Exercise data ▸
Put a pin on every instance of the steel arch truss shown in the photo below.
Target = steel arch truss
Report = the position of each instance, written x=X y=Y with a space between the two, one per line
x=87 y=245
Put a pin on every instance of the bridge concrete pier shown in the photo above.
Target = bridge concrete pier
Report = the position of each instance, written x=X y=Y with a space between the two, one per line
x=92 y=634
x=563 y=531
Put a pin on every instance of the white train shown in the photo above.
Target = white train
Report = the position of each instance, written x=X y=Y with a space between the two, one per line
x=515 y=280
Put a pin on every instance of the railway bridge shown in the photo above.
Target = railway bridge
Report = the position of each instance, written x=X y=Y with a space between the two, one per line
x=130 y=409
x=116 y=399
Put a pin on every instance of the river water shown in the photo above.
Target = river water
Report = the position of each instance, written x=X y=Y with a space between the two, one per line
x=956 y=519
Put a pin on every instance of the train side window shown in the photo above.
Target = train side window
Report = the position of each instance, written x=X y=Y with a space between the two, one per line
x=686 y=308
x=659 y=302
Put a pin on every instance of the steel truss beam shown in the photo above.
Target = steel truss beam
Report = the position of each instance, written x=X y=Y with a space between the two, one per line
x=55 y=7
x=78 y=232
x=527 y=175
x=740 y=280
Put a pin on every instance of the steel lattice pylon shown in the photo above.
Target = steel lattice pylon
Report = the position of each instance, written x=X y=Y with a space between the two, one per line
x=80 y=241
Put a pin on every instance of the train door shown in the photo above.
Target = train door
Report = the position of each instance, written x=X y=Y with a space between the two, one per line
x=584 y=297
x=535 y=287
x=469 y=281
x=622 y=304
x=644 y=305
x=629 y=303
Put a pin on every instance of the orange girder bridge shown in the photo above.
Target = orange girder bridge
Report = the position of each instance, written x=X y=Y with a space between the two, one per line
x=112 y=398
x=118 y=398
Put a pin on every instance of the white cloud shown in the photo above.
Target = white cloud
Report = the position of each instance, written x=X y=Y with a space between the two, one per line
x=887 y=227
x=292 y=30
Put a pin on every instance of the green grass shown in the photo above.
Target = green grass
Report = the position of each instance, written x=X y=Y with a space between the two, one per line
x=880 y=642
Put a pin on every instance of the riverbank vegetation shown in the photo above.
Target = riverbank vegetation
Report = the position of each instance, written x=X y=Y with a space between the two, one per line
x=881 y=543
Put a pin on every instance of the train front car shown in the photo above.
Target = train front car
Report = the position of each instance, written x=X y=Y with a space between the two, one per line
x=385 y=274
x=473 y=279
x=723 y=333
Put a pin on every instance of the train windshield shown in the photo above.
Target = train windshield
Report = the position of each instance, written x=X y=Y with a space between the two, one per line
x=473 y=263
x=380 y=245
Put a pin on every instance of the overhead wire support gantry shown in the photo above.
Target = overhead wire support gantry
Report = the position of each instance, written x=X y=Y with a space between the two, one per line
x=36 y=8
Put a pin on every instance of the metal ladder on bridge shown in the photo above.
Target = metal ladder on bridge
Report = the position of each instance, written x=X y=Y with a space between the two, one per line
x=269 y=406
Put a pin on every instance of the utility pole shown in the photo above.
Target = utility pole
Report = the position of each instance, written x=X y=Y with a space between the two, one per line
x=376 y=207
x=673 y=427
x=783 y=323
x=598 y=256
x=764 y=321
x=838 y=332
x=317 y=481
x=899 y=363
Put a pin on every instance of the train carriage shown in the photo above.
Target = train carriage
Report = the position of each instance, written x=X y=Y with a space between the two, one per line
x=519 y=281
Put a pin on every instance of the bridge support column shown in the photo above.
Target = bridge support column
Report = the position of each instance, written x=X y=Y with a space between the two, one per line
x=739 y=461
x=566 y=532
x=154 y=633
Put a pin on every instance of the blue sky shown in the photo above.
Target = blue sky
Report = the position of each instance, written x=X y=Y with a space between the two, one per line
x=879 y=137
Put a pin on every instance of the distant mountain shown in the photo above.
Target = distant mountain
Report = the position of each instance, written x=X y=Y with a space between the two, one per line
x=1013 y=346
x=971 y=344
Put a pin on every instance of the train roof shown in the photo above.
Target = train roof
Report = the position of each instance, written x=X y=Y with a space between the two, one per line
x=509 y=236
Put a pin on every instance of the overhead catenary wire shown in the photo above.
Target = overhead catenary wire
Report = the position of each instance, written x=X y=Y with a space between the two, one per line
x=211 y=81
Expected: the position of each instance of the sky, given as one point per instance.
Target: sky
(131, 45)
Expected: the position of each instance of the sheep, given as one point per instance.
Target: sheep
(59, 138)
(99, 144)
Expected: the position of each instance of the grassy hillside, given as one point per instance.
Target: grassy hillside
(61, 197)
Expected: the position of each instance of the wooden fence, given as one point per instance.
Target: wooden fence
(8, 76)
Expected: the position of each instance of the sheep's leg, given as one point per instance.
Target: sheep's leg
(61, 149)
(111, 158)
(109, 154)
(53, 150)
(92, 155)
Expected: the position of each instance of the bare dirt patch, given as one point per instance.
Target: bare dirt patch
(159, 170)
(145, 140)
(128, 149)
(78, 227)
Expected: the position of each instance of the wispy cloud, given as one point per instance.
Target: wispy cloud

Exercise objective ▸ Substitute "occurrence" for "instance" in the lines from the one holding "Expected: the position of each instance of the bare" through the last line of the items above, inclusive. Leave everything else unchanged and give only those lines.

Answer to this problem ▸
Expected: the position of each occurrence of the bare dirt patch, given as one point per occurrence.
Target: bare dirt patch
(159, 170)
(145, 140)
(128, 149)
(78, 227)
Expected: the position of each occurrence of the wispy cloud, given as one point per occurrence.
Target: wispy cloud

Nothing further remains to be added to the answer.